Norton Lima Junior é jornalista

Escrevi essa frase: “Não senti vontade de escrever nada sobre a morte do Ricardo Palhano”. E as palavras foram chegando e sempre bem-vindas, tratadas com admiração, terminaram por escrever esse texto.

Na semana passada soube pelo jornalista Felipe Muniz, da família Palhano, da saúde do tio — tratava um CA e teve uma parada cardíaca na Otoclinica. Avisei aos amigos comuns, meus e do Ricardo, Donizete Arruda, Danilo Forte, Luiz Girão e Coronel Gondim, da gravíssima situação e do momento de especial solidariedade.

Conheci Ricardo Palhano através do jornalista Dorian Sampaio, um dos ícones do jornalismo cearense e um dos meus pais simbólicos. Ele era unha e cutícula com Dorian Sampaio Filho. E muita gente boa falava da personalidade dele — Paes de Andrade, Iranildo Pereira, Julieta Bronté, Flávio Torres, Juarez Leitão, Frederico Lustosa, Fernando Maia, Macário Batista.

Naquela época, as redes sociais eram presenciais e apenas em solenidades e esticadas, estaríamos onde estavam as notícias. Nos pontos de encontro da notícia, sempre o encontrava. E assim nossa conversa evoluiu para a parceria que culminou na reforma gráfica e editorial d’O ESTADO — então de 12 páginas, duas cores, fotos P&B, sem IVC e sem papel estocado.

Estávamos no 3º governo anti-cearense do perseguidor Tasso Jereissati. E também do jornalismo arrogante do finado Democrito Dummar.

Ambiente irrespirável, tudo abafado, dominado, com notícias fora de circulação. Quem não estivesse curvado, estava fora. Eu estava fora, mas não estava por fora. Enxerguei n’O Estado o espaço onde poderíamos fazer a contrapropaganda à mentirosa propaganda oficial.

◆ ◆ ◆ ◆ ◆ ◆ ◆

• Exercício curto
Segundo o trecho, quais amigos comuns foram avisados da situação gravíssima de Ricardo Palhano? Liste todos. Use somente o trecho como fonte.

• Bloco de dados
◆ ◆ ◆ ◆ ◆ ◆ ◆

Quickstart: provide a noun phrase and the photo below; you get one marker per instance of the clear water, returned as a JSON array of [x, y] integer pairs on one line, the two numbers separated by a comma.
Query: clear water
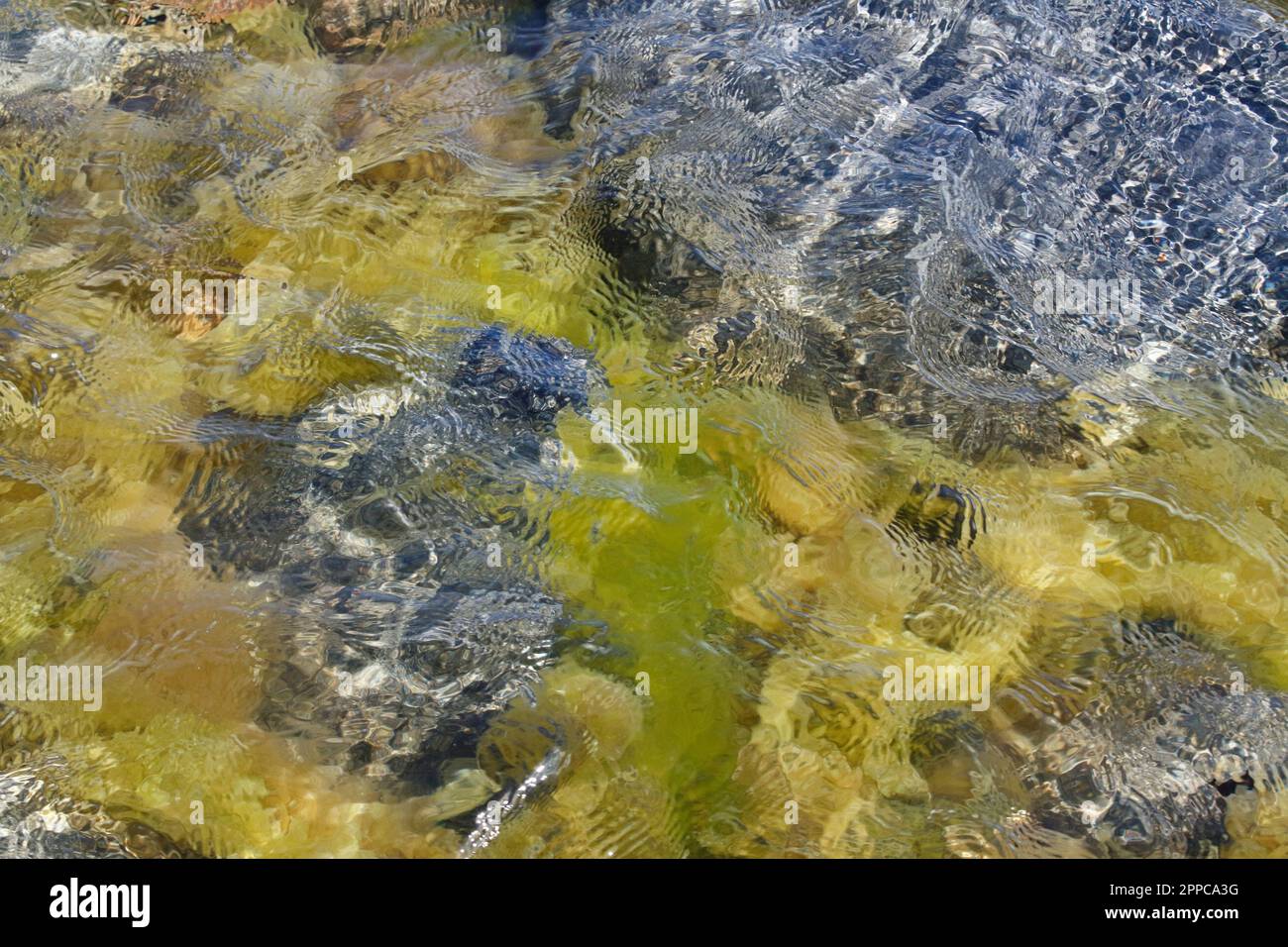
[[365, 577]]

◆ ◆ ◆ ◆ ◆ ◆ ◆

• Resposta esperada
Donizete Arruda, Danilo Forte, Luiz Girão e Coronel Gondim.